[Stored items]
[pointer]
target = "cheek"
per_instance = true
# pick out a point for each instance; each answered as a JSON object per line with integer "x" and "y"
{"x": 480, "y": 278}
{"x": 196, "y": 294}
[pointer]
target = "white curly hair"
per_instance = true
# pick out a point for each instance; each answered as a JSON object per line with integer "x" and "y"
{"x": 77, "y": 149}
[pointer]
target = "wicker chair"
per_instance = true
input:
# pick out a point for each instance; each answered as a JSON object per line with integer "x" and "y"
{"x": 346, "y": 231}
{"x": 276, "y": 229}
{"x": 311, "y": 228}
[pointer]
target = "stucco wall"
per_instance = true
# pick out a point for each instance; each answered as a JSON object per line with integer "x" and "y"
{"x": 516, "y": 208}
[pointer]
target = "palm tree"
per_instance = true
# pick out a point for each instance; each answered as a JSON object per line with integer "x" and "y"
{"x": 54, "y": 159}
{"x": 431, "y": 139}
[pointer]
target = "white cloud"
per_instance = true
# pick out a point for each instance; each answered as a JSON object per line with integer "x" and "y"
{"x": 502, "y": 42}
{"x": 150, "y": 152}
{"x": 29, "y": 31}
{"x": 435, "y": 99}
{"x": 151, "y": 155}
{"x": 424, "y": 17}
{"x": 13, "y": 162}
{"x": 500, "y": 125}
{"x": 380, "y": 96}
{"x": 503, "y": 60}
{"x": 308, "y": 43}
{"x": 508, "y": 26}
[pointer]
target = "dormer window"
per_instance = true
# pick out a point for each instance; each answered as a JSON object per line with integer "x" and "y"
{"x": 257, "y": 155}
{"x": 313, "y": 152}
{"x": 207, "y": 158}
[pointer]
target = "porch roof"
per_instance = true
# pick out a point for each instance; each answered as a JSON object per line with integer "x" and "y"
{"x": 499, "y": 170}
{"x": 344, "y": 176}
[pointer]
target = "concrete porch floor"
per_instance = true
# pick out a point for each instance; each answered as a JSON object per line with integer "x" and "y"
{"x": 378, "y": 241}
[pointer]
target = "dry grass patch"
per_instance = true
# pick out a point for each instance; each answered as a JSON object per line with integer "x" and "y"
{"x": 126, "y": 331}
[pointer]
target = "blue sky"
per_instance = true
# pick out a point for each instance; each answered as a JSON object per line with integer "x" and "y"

◆ **TASK PROMPT**
Please filter the data above down to the lines that contain the word "white", matching case exactly.

◆ **EXERCISE RESPONSE**
target = "white curly hair"
target = "white cloud"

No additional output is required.